=== MATERIAL ===

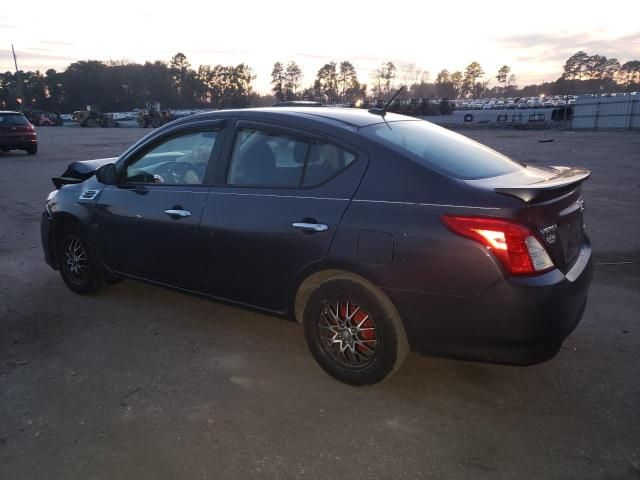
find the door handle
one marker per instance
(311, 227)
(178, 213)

===
=== MATERIAL ===

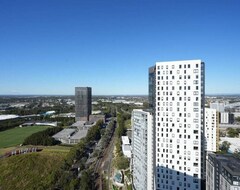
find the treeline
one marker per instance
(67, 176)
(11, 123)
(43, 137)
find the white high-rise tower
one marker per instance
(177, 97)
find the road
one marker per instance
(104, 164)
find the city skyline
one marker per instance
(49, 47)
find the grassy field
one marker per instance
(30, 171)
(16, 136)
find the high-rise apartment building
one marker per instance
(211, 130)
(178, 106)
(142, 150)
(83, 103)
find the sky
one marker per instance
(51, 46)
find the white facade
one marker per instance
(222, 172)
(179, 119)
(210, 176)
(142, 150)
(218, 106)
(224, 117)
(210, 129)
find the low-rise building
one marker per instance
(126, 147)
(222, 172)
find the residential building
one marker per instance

===

#### [YOUR OBJECTIVE]
Collect every line above that contains the string "high", and copy each one out in full.

#### [RESULT OF THE EXERCISE]
find the white high-rise tower
find the high-rise apartment building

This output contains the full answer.